[Trecho do documento]

A Divina Comédia Corporativa

Celso Gagliardo
Celso Gagliardo

O tempo passa, a tecnologia avança, o homem consegue explorar as mais inesperadas áreas e ciências para satisfazer as necessidades das pessoas, mas as relações internas das organizações continuam a preocupar os analistas de plantão.

Um fator sem dúvida muito forte na rotatividade dos quadros de pessoal, especialmente nos níveis mais altos, dito especializados e de comando, ainda é o das relações humanas, ou seja, a forma como as pessoas são tratadas, ou, nalguns casos, verdadeiramente destratadas.

A política de relações “desumanas” adotada nalgumas organizações, mesmo  que involuntariamente, muitas vezes é fruto da má preparação de suas linhas de comando, pessoas com viés técnico que são guindadas a posições onde boa parte do tempo exige-se foco na integração e melhor desempenho das pessoas. O perfil dessas pessoas, por vezes executivos experientes, aliado à pressão por resultados difíceis, aumenta o potencial de conflitos e desmotivação no ambiente de trabalho.

Nas poltronas onde os analistas de carreira, “coachs” e outros profissionais do gênero atendem seus clientes, pipocam depoimentos os mais intrigantes de relações desafetuosas, que perduram teimosamente, causando mal para todos – para cima, para baixo, para os lados, afetando portanto muita gente de forma negativa, sugando energia positiva, causando cansaço imotivado e estresse, chegando nalguns casos à somatização, com profissionais adoecendo pela relação promíscua que se estabelece e pode se manter por muito tempo.

Diriam alguns que a organização – uma empresa qualquer – não é perfeita, fruto da limitação do homem que a faz. Verdade. Já ouvimos, também, que a empresa “não é um baile de anjos”, já que as relações sociais não se manifestam de forma pura, celestial. Igual verdade. Entretanto, não é concebível que pessoas – por vezes cabeças pensantes de um grande negócio – não consigam se compor minimamente em boas relações, para sofrer menos durante a maior parte de sua vida ativa e útil, ou seja, durante 8, 9, 10 ou mais horas por dia.

A lógica e a racionalidade que predominam nas decisões empresariais têm espaço reduzido quando o assunto é “gente”, tratamento, ligação, entendimento, emoção. A pressão por resultados exercida cada vez mais fortemente sobre os executivos também contribui em certos casos para o “inferno interno”, mas todo profissional – cada um no seu nível de atuação – recebe pressão, e precisa aprender a conviver com ela exatamente para sofrer menos, ter qualidade de vida, e conseguir bons índices de produtividade para si, e sua equipe.

[Exercício proposto A] No texto sobre relações humanas nas organizações, a lógica e a racionalidade têm espaço reduzido quando o assunto é de certo tipo. Liste todos os termos usados para nomear esse assunto.
[Exercício proposto B] Transcreva o trecho do texto sobre relações humanas nas organizações que vai de "O tempo passa, a" a "casos, verdadeiramente destratadas.".

[Dados brutos]
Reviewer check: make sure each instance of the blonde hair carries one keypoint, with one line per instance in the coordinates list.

[Resposta A] “gente”, tratamento, ligação, entendimento, emoção

[Resposta B]
O tempo passa, a tecnologia avança, o homem consegue explorar as mais inesperadas áreas e ciências para satisfazer as necessidades das pessoas, mas as relações internas das organizações continuam a preocupar os analistas de plantão.

Um fator sem dúvida muito forte na rotatividade dos quadros de pessoal, especialmente nos níveis mais altos, dito especializados e de comando, ainda é o das relações humanas, ou seja, a forma como as pessoas são tratadas, ou, nalguns casos, verdadeiramente destratadas.